• **ACTIVITIES**
1) From the passage on LLM uses in investing, write out the section that opens with the words containing "A solution that" and closes with "of information sources.", keeping every word unchanged.
2) According to the passage on LLM uses in investing, which of the three C's offers the biggest potential productivity gains in the near to medium term?
*** Opening of PASSAGE FOR REVIEW ***
A solution that leverages an LLM and is tailored to the needs of our analysts and portfolio managers has multiple uses, which we classify as the three C’s: consumption, characterization, and creation.
Consumption: This involves how data and insights are retrieved for analysis. Consumption offers the biggest potential productivity gains in the near to medium term. An investment analyst might leverage an LLM to help learn more about a potential investment. The LLM facilitates this by rapidly analysing and summarizing an aggregate set of information sources.
The analyst will then be able to conduct a back-and-forth conversation with the LLM to refine the request. This would enable an analyst to spend more time focused on evaluating the differentiating factors relating to individual companies that might make good long-term investment prospects—through fundamental analysis, factor analysis, or insights from management interviews.
Characterization: This refers to the ability of AI to analyse unstructured data (such as text or images) to uncover complex but useful patterns that might otherwise be hard to identify. For example, academics in data science have analysed years of the language used in 10-K reports. They’ve discovered a correlation between subtle changes in the presence of negative or positive words in those reports and subsequent stock returns. In a similar vein, we see huge potential in AI’s ability to review, in seconds, how sentiment on a stock has changed over time and to compare that with multiple data sources.
*** Close of PASSAGE FOR REVIEW ***
*** Opening of EXTRACTED DATA ***
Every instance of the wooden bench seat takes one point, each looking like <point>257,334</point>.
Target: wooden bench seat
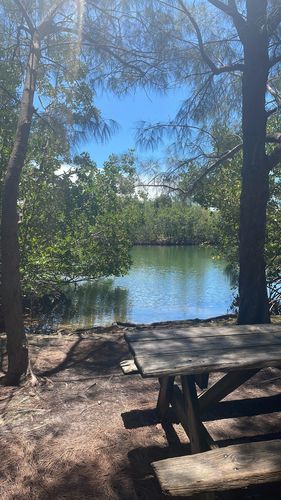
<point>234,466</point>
*** Close of EXTRACTED DATA ***
*** Opening of EXTRACTED DATA ***
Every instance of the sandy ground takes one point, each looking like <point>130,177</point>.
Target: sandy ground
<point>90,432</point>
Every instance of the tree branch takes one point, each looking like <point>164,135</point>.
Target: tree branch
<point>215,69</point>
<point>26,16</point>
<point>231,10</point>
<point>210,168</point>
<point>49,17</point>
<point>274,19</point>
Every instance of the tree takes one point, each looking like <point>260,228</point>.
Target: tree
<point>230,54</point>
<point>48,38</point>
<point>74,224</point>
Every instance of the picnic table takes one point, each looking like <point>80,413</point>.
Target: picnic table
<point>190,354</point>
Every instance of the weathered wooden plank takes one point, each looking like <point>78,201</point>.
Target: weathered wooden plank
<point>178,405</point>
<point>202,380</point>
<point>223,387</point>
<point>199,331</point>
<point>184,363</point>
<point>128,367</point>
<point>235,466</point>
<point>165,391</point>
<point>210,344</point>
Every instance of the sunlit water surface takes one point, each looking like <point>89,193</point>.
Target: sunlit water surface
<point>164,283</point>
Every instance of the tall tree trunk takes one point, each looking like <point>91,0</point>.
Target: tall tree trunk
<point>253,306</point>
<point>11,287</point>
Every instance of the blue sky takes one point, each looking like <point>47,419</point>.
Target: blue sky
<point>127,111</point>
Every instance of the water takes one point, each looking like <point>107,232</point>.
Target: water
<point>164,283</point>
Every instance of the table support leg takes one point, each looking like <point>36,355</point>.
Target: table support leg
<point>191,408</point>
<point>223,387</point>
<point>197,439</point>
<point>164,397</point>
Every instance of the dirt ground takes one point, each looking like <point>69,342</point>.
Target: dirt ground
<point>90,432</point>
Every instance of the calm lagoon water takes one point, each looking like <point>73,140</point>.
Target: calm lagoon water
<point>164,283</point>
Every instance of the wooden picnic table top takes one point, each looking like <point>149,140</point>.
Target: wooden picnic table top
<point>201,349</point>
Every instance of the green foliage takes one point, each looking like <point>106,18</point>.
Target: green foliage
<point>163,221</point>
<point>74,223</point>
*** Close of EXTRACTED DATA ***
*** Opening of EXTRACTED DATA ***
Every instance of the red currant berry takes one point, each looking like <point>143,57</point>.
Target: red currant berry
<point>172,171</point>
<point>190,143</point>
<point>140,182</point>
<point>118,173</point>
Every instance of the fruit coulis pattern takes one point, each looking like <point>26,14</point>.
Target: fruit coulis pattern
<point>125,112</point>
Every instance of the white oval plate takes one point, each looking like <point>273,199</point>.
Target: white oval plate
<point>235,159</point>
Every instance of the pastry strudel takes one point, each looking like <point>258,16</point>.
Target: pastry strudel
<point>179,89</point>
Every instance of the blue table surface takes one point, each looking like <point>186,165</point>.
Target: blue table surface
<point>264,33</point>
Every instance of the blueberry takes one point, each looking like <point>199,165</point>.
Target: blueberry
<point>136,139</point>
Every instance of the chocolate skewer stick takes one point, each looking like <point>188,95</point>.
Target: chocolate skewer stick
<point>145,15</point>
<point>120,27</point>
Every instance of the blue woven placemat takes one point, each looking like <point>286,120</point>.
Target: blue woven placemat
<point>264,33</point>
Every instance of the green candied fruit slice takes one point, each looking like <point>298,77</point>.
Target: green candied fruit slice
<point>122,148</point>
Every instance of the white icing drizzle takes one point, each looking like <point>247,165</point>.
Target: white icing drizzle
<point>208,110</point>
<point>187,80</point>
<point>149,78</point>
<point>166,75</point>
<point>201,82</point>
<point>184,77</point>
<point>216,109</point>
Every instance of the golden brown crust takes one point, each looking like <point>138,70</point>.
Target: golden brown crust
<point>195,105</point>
*** Close of EXTRACTED DATA ***
• **SOLUTIONS BY TASK**
1)
A solution that leverages an LLM and is tailored to the needs of our analysts and portfolio managers has multiple uses, which we classify as the three C’s: consumption, characterization, and creation.
Consumption: This involves how data and insights are retrieved for analysis. Consumption offers the biggest potential productivity gains in the near to medium term. An investment analyst might leverage an LLM to help learn more about a potential investment. The LLM facilitates this by rapidly analysing and summarizing an aggregate set of information sources.

2) Consumption